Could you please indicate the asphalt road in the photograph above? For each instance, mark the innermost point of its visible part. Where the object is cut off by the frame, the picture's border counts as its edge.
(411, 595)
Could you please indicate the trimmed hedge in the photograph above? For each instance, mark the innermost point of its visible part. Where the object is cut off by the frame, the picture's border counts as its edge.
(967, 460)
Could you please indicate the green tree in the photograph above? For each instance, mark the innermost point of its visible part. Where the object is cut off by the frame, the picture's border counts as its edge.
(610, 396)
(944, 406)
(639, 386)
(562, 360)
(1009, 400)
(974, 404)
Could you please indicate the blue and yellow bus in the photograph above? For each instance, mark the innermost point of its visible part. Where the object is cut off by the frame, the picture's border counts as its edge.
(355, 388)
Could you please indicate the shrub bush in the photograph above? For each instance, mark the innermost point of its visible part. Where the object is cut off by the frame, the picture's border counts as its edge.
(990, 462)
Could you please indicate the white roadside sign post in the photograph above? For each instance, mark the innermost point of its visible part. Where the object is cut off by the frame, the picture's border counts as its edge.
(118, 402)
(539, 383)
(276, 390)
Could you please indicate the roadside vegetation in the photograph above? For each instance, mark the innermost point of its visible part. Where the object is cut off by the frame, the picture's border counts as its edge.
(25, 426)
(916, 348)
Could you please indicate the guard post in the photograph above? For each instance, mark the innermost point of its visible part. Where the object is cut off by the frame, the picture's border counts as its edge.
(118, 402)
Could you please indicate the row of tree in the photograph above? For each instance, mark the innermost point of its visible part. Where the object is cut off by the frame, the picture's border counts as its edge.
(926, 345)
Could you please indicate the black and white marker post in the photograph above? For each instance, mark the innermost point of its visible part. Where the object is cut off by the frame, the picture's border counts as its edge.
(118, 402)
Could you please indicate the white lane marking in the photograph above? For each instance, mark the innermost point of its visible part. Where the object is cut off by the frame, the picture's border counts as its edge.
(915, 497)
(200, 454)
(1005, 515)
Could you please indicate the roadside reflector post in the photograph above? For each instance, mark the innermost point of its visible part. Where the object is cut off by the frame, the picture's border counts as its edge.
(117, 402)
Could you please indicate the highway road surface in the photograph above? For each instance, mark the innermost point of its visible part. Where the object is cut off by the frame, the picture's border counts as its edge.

--- --- ---

__What to do__
Repeat the listing above in full, exactly as given.

__Response__
Could you please indicate the asphalt road in the photograph above? For each instance, mark the innermost point of its visible part. Where the object is cut off by the frame, the picture's border counts as its edge.
(411, 595)
Could you please indicate the trimmed hedge in the photograph above? For each instance, mark the innermost point of its visible part. Where the object is cut off by the frame, the picture's border counts as its edge.
(967, 460)
Could you please indicate the green tree in the photograph above? For each instance, mark the innermost point of its visible part. Where the object is cut off by the frame, the picture's border counts as its edge.
(610, 396)
(944, 406)
(639, 386)
(562, 360)
(1009, 400)
(974, 404)
Could you please indicate the blue and yellow bus in the photograph above? For each instance, mark the innermost point of its visible part. Where the object is cut off by the frame, the picture's border counts as its edge.
(355, 388)
Could you please indicate the shrub bush in the photograph above? For each instance, mark the innermost point of its visible part. Where the object is cut off by the frame, the picture's border counts as its edge.
(990, 462)
Could you please indicate the white roadside sign post in the photograph above? For each instance, mark the innermost point of its visible part. Where the object is cut off by the frame, the picture's border counts as its edge.
(118, 402)
(539, 383)
(276, 390)
Could you please indicate the roadside vegetation in the photograph above? For each instance, mark the innermost point of its visible part. Where the object is cut off by the frame, the picture's border counts as its edge.
(25, 426)
(916, 348)
Could you please indicate the guard post in the photograph above? For each instance, mark the innermost point of its visible part. Where the object is cut off by the frame, the picture's border counts as its edge.
(118, 402)
Could you please indicate the row of tree in the photograph above? For each instance, mark the innermost point of its visible part. Where the object is cut off by the frame, the picture's border counts as its edge.
(926, 345)
Could you please indicate the black and white marker post in the photograph above? For each instance, mark the innermost point of its visible part. Where the object is cut off by the frame, the picture's border counts as its edge.
(118, 402)
Could you please indicate the white lane marking in the photograph above? For each instance, mark the innermost point of its visible part. Where the object is cut off by the frame, the picture's border counts as its edge.
(915, 497)
(200, 454)
(1005, 515)
Could you please indicate the roadside reflector post in the photograph above? For each instance, mark the innermost point of its visible part. Where the object is cut off by the frame, the picture's border counts as its edge.
(117, 402)
Could you please indicate the highway road surface in the photograph above? For each instance, mark the innermost point of its visible part. Where the object is cut off by the frame, the picture's border counts as its edge.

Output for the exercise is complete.